PASSAGE PROVIDED start

Spirituality of Sri Ramakrishna

The Spiritual Truths of an Indian Saint

The Gospel of Sri Ramakrishna holds many fundamental spiritual truths and shows us the many paths towards God.

While cleaning out my closet this weekend, I came across a book I hadn't seen for a long time: The Gospel of Sri Ramakrishna. Tucked inside the worn pages was a receipt dated July 18, 1997. I had just graduated high school and was searching for something. Apparently, browsing the bookstore sometime in July, I thought maybe I had found it in Sri Ramakrishna. Reading this classic text was one of my first trips into the fascinating world of religion and spirituality, and seeing this book in my closet brought back memories of some of the first spiritual lessons I learned.

I couldn't have accidentally selected a more perfect introduction to spirituality. Very few other great thinkers have had a more enlightened, comprehensive, positive and useful world view as Ramakrishna. How lucky I was to pick up that book that day - and what an affect it would have on me!

The spiritual lessons of Sri Ramakrisna are universal and applicable to most all of us. Even Gandhi praised the insights he gained from Ramakrishna.

Ramakrishna saw the truths in all religions, yet was not a relativist. All seekers will eventually find what they seek, he taught (what a wonderfully encouraging thought, no?), as God can be found through all religions. Using the parable of the elephant, Ramakrishna helps us see that we are all blind. Each religion, he says, is a blind man feeling an elephant. Those who feel an elephant's leg believe God is tall and strong, while those who feel her ear believe God is thin and flat. Truly, as we are all blind, we cannot know God.

Our goal then, is to open our eyes and see God in order to truly understand the elephant that is Ultimate Reality. Ramakrishna, in anthropological terms, was a mystic, who sought a direct experience of the divine, and often entered into communiion with God through a trance-like state, called samadhi.

But how can a blind man see an elephant? One step on the path towards this goal is Bhakti Yoga, that is, the development of a selfless love-devotion relationship towards the Divine. The Divinity, for Ramakrishna, is not something to be known or understood through the traditional senses, but something to be felt and experienced. Through the cultivation of selfless love, the seeker becomes engrossed with the experience of love and becomes not only a devotee, but devoted.

As this relationship develops, material cares seem inconsequential. Desires for traditional material gain are trumped by the desire for God. This is the definition of spirituality.

PASSAGE PROVIDED end

YOUR INSTRUCTIONS >>
Answer these questions using the passage on Sri Ramakrishna.
1. What date appears on the receipt found inside the book?
2. Which well-known figure is said to have praised the insights he gained from Ramakrishna?
3. What is the trance-like state through which Ramakrishna often entered into communion with God called?

DATA SECTION start

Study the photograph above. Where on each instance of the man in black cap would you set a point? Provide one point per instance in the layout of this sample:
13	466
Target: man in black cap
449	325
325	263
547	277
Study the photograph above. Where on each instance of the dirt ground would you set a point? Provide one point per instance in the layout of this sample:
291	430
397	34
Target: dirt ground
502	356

DATA SECTION end
DATA SECTION start

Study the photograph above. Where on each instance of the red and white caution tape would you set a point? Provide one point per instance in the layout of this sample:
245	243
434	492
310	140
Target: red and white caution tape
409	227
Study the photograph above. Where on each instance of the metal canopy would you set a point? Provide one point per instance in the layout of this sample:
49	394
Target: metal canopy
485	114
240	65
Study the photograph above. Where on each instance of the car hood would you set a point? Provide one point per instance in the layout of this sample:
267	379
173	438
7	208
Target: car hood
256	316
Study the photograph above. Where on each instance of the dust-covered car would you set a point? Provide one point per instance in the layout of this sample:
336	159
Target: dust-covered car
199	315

DATA SECTION end

ANSWER TO THIS PROBLEM >>
1. July 18, 1997.
2. Gandhi.
3. Samadhi.